◆ **WHAT YOU NEED TO DO**
Can you render all of the data below as a Markdown table with the columns "Row" and "Line", numbering each line and omitting blank lines? Leave the pictures out of your answer.

(Some records)
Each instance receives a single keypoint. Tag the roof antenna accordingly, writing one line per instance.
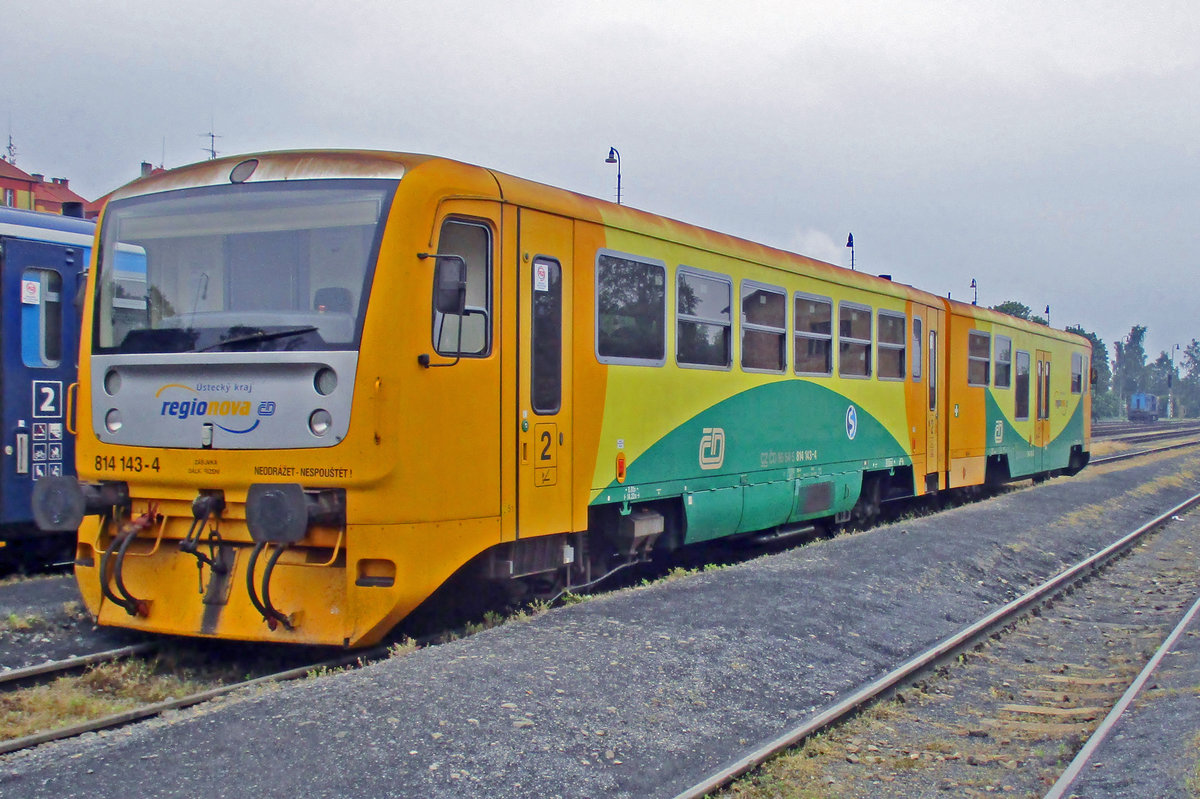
(213, 142)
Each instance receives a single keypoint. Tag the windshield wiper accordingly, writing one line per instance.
(261, 335)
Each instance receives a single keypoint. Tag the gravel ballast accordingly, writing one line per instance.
(635, 694)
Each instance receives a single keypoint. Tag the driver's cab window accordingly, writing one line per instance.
(473, 242)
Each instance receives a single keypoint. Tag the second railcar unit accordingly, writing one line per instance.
(317, 384)
(42, 260)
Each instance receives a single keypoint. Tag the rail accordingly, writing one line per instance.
(929, 659)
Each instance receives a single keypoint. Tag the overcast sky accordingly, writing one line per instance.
(1047, 150)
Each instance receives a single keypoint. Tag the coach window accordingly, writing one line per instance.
(763, 328)
(703, 319)
(473, 242)
(546, 373)
(814, 336)
(978, 358)
(853, 340)
(631, 310)
(933, 371)
(916, 349)
(1023, 385)
(891, 347)
(41, 318)
(1077, 373)
(1003, 372)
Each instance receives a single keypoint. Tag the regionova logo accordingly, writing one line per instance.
(237, 416)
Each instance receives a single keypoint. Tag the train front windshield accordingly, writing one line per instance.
(250, 268)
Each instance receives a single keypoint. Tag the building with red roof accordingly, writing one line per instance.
(33, 192)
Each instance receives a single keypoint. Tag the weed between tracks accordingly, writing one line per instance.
(103, 690)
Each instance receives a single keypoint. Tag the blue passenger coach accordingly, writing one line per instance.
(43, 259)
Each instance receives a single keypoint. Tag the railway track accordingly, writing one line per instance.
(22, 678)
(925, 662)
(901, 674)
(1144, 431)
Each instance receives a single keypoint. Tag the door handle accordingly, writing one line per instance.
(22, 452)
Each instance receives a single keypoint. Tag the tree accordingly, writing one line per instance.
(1099, 359)
(1187, 388)
(1129, 364)
(1104, 403)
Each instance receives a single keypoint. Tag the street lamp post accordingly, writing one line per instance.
(615, 157)
(1170, 386)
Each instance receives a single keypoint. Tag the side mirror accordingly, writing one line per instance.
(450, 286)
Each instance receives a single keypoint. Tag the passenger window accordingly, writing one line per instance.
(853, 340)
(933, 371)
(763, 328)
(473, 242)
(814, 336)
(546, 389)
(630, 310)
(1077, 373)
(892, 346)
(41, 318)
(1023, 385)
(1003, 362)
(703, 319)
(978, 358)
(916, 349)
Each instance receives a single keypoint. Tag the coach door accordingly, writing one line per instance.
(40, 352)
(1042, 394)
(544, 379)
(935, 442)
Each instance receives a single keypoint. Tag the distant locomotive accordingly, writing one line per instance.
(1143, 407)
(42, 260)
(330, 380)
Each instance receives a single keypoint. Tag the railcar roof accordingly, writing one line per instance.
(997, 317)
(16, 222)
(480, 181)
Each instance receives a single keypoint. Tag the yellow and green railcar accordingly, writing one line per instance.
(316, 385)
(1021, 397)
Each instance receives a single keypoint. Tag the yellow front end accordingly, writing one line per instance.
(412, 452)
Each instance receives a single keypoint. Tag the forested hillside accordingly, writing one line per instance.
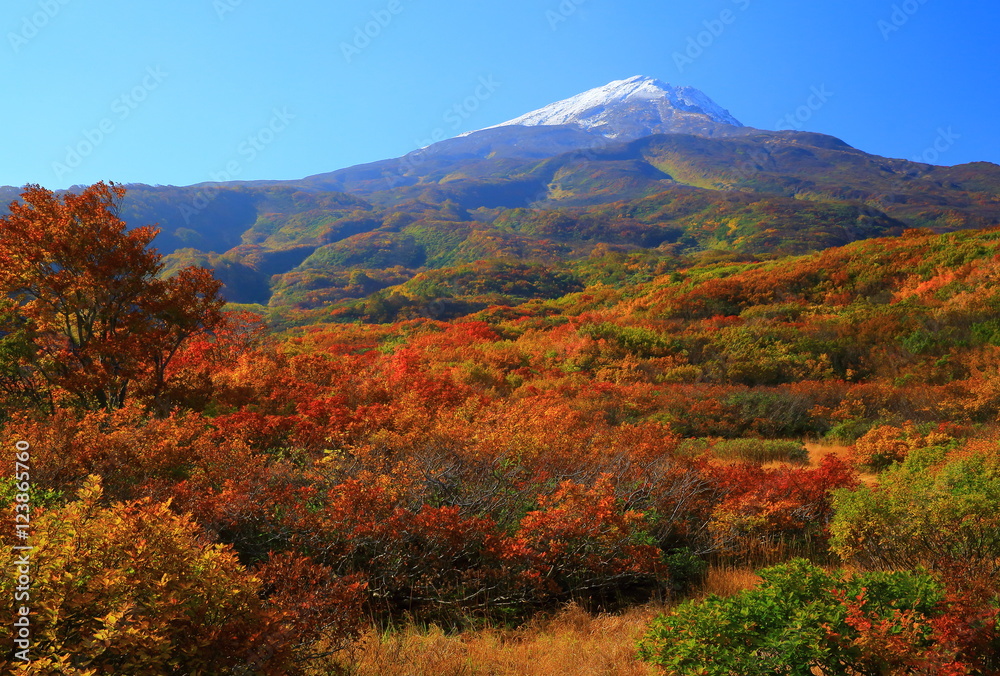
(447, 435)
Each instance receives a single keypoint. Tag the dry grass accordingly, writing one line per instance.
(726, 580)
(818, 451)
(574, 642)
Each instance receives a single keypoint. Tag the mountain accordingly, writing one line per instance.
(633, 108)
(637, 170)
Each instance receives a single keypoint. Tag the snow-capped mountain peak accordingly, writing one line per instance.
(638, 106)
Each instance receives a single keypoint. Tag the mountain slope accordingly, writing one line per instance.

◆ **EXERCISE RESPONSE**
| Row | Line |
|---|---|
| 1 | Each instance receives a single keypoint. Tag the roof antenna accordingly, writing one line per instance. |
| 2 | (213, 142) |
| 3 | Each instance receives a single keypoint. Tag the windshield wiper accordingly, writing one line per instance. |
| 4 | (261, 335) |
| 5 | Each instance receives a single keypoint. Tag the gravel ballast accordingly, writing one line per instance. |
| 6 | (635, 694) |
| 7 | Each instance receives a single keypoint. Tag the driver's cab window accordingly, writing one line per instance. |
| 8 | (473, 242) |
| 9 | Each instance receives a single keypoint. Tag the second railcar unit accordingly, writing one line per instance. |
| 10 | (317, 384) |
| 11 | (42, 260) |
| 12 | Each instance receives a single keypoint. Tag the rail accordingly, writing one line per instance. |
| 13 | (929, 659) |
| 14 | Each instance receives a single keypoint. Tag the overcast sky accordingly, writing one line per instance. |
| 15 | (1047, 150) |
| 16 | Each instance receives a single keypoint. Tag the coach window accordingly, writing one line per instance. |
| 17 | (763, 328) |
| 18 | (703, 319) |
| 19 | (473, 242) |
| 20 | (546, 373) |
| 21 | (814, 336) |
| 22 | (978, 358) |
| 23 | (853, 340) |
| 24 | (631, 310) |
| 25 | (933, 371) |
| 26 | (916, 349) |
| 27 | (1023, 385) |
| 28 | (891, 347) |
| 29 | (41, 318) |
| 30 | (1077, 373) |
| 31 | (1003, 372) |
| 32 | Each instance receives a single keypoint. Tag the regionova logo accordingly, writing one line per instance. |
| 33 | (237, 416) |
| 34 | Each instance receives a single keypoint. Tag the train front windshield accordingly, writing one line per instance. |
| 35 | (250, 268) |
| 36 | Each instance receives a single keypoint. Tag the building with red roof accordingly, writing one line per instance. |
| 37 | (33, 192) |
| 38 | Each instance receives a single keypoint. Tag the weed between tracks accordingly, writing one line per instance. |
| 39 | (103, 690) |
| 40 | Each instance receives a single keypoint. Tag the blue passenger coach accordingly, writing one line per instance. |
| 41 | (43, 259) |
| 42 | Each instance receives a single keypoint. Tag the railway track accordingly, writing one line per instance. |
| 43 | (22, 678) |
| 44 | (925, 662) |
| 45 | (901, 674) |
| 46 | (1144, 431) |
| 47 | Each instance receives a single keypoint. Tag the door handle accordingly, writing one line per instance. |
| 48 | (22, 452) |
| 49 | Each instance receives a single keypoint. Tag the tree accordingly, writing one line per instance. |
| 50 | (1099, 359) |
| 51 | (1187, 388) |
| 52 | (1129, 364) |
| 53 | (1104, 403) |
| 54 | Each instance receives a single keypoint. Tag the street lamp post accordingly, writing one line per instance. |
| 55 | (615, 157) |
| 56 | (1170, 386) |
| 57 | Each instance receives a single keypoint. Tag the side mirror accordingly, writing one line per instance. |
| 58 | (450, 286) |
| 59 | Each instance receives a single keypoint. Tag the passenger window accordingly, writing one line per instance. |
| 60 | (853, 340) |
| 61 | (933, 371) |
| 62 | (763, 328) |
| 63 | (473, 242) |
| 64 | (814, 336) |
| 65 | (546, 389) |
| 66 | (630, 310) |
| 67 | (1077, 373) |
| 68 | (892, 346) |
| 69 | (41, 318) |
| 70 | (1023, 385) |
| 71 | (1003, 362) |
| 72 | (703, 319) |
| 73 | (978, 358) |
| 74 | (916, 349) |
| 75 | Each instance receives a single keypoint. Tag the coach door accordingly, writing one line per instance. |
| 76 | (40, 352) |
| 77 | (1042, 394) |
| 78 | (544, 379) |
| 79 | (935, 442) |
| 80 | Each instance receives a single keypoint. Tag the distant locomotive accordingly, writing one line per instance. |
| 81 | (1143, 407) |
| 82 | (42, 260) |
| 83 | (330, 380) |
| 84 | Each instance receives a single keypoint. Tag the railcar roof accordingly, writing one line per instance. |
| 85 | (997, 317) |
| 86 | (16, 222) |
| 87 | (480, 181) |
| 88 | Each instance receives a single keypoint. Tag the yellow and green railcar accordingly, writing one line per instance. |
| 89 | (316, 385) |
| 90 | (1021, 397) |
| 91 | Each instance receives a single keypoint. Tag the yellow front end accordingly, writing one line per instance. |
| 92 | (412, 452) |
| 93 | Each instance receives a single keypoint. Tag the forested hillside accordingly, writing one line per instance. |
| 94 | (447, 435) |
| 95 | Each instance receives a single keypoint. Tag the dry grass accordingly, writing one line per instance. |
| 96 | (726, 580) |
| 97 | (818, 451) |
| 98 | (574, 642) |
| 99 | Each instance receives a single keypoint. Tag the mountain accordingly, writing one line per instance. |
| 100 | (633, 108) |
| 101 | (637, 170) |
| 102 | Each instance receives a single keypoint. Tag the snow-capped mountain peak accordingly, writing one line per instance. |
| 103 | (638, 106) |
| 104 | Each instance receives a single keypoint. Tag the mountain slope accordingly, writing one line per instance. |